(TEXT)
While the world celebrates Easter, I reflect on how Easter was celebrated by Arab Christians in the Middle East, where Christ himself was risen from the dead almost 2000 years ago.
We call Easter “the big holiday,” compared to the smaller holiday of Christmas. The season begins 40 days before Easter, as people fast from eating dairy and meat products for 40 days, and weddings are not allowed in the Lent period to remind us of the suffering of Christ.
Easter is also celebrated twice in the Middle East, with a few weeks separating western and eastern calendars. Growing up, we celebrated once with my father’s family and once with my mother’s family. I also continue that tradition since my wife Rula born in a Greek Orthodox family while mine comes from a Catholic tradition. The year 2017 is a leap year so both western and eastern Christians celebrate at the same time; this is a real reason to rejoice as the feast is more festive with everybody celebrating together, especially since Christians are a small and struggling minority in the Middle East.
Easter week usually begins with the festive celebrations of Palm Sunday, as kids dress up in their best outfits and march in carrying huge candles decorated with flowers and olive branches. Church services are carried out all week with the peak being Good Friday or “The funeral of Christ,” as we call it. It ends with Easter Sunday and few additional days of vacation.
Easter is incomplete without a shortbread cookie called Maamoul. Maamoul is stuffed with date paste or chopped walnuts or pistachios and dusted with powdered sugar. These buttery cookies are the perfect reward after Lent. Luckily, my sister in Nazareth sent me some this year.
The dough of Maamoul is made with wheat flour or semolina and then pressed into special molds, traditionally carved in wood. The family women will gather for long hours of work during the Holy Week to prepare big quantities of Maamoul and other pastries. Growing up, we used to send some Maamoul to our Muslim neighbors, and they would return the favor during their holidays and send some of their own special sweets.
The Maamoul is an Easter special: while the outside of the cookie symbolizes Christ lying in the tomb, the inside is an explosion of sweetness to symbolize the resurrection and Jesus rising on the third day.

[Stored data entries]
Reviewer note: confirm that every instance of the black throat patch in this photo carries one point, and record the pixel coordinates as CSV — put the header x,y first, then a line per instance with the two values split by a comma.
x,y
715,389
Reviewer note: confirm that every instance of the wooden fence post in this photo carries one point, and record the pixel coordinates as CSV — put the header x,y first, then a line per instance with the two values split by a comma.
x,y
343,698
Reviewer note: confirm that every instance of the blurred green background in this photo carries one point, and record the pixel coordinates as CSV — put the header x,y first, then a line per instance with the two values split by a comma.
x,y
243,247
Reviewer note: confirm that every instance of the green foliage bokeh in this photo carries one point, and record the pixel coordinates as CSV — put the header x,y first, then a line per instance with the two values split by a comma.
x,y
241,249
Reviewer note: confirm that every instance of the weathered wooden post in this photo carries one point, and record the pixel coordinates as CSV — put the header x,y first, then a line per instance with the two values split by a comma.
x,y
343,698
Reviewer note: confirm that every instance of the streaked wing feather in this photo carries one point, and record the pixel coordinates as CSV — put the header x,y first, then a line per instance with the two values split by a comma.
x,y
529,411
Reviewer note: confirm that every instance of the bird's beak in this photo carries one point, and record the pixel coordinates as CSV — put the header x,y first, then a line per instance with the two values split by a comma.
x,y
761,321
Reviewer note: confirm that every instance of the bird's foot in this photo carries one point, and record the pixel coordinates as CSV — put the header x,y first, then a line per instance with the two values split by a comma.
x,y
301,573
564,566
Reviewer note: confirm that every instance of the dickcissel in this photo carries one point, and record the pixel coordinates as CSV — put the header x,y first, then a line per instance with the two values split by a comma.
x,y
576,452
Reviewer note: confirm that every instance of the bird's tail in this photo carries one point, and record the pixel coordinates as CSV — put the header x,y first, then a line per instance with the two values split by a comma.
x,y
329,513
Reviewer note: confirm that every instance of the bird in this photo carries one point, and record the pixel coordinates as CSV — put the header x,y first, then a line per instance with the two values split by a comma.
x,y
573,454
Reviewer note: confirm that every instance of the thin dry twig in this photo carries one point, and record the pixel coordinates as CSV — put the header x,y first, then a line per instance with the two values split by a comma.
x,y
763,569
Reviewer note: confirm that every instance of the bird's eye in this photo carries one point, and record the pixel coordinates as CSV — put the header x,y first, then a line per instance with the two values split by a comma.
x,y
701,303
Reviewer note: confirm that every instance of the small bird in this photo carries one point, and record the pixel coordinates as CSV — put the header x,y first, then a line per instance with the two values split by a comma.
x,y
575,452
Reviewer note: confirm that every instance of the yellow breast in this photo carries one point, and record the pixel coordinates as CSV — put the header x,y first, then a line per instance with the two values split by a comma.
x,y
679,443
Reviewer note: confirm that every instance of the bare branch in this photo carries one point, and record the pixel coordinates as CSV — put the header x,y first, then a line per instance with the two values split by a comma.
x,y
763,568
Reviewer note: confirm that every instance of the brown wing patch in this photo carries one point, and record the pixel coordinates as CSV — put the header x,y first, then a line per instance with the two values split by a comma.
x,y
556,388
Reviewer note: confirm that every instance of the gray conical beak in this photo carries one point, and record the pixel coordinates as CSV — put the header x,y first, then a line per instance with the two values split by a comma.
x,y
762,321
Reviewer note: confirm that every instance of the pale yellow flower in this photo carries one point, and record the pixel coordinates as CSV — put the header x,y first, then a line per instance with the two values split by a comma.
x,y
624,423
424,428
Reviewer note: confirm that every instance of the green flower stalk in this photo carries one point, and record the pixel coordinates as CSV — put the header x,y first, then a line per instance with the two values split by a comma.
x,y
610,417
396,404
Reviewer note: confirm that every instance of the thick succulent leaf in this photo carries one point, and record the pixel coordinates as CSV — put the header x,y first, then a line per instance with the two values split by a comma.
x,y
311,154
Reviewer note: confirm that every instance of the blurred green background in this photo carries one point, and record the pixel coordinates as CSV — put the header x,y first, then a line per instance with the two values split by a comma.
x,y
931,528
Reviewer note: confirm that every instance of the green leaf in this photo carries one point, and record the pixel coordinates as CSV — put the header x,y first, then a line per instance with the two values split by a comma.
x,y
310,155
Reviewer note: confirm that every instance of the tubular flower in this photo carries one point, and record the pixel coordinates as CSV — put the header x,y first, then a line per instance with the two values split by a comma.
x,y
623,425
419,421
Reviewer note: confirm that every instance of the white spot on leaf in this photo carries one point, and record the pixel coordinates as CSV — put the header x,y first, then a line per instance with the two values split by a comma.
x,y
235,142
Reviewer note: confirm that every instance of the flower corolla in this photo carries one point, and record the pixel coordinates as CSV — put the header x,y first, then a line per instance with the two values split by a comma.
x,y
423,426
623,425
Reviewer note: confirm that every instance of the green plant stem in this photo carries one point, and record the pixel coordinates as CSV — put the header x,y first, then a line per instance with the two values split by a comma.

(PROBLEM DETAILS)
Continue the piece about Easter among Arab Christians in the Middle East, starting after its final sentence.

(EXERCISE RESPONSE)
This week, I visited Emeritus Missionaries Gene and Jane Eller in Bristol. VA. Mrs. Eller has a beautiful collection of different Maamoul wooden molds that she collected during her 18 years of service in the Middle East. Gene Eller was the principal of Amman Baptist School in Jordan and Nazareth Baptist School in Israel.
This year, the events of the Holy Week in the Middle East were traumatic. On Palm Sunday Terrorists bombed two churches in Egypt killing 50 worshippers. During the Holy Week social media has been filled with shocking pictures of blood covering palm branches, but that didn’t prevent inspiring stories of great faith from Egyptian Arab Christians spreading a message of love and forgiveness to their enemies and asking Him “to forgive them as they do not know what they are doing.” See the following sample - vimeo.com/212755977. In recent years, Christian Arabs have been fleeing Syria and Iraq, becoming targets of terrorists in Egypt and feeling the heat in Lebanon, Jordan, Israel and the Palestinian territories. Millions of Christian Arabs have immigrated to the West in recent years, and many more are considering it.
As we greet each other with the traditional greeting on Easter “Al Massih Qam” (Jesus is risen from the dead), the response to this greeting is “Haqqan Qam” (He has truly risen). Remember to pray for Christian Arabs to experience the power of Christ’s resurrection as they take their role that Jesus assigned them to be “salt of the earth.”
Bader Mansour from Nazareth is the development officer of the Association of Baptist churches in Israel. He is temporarily residing in the USA.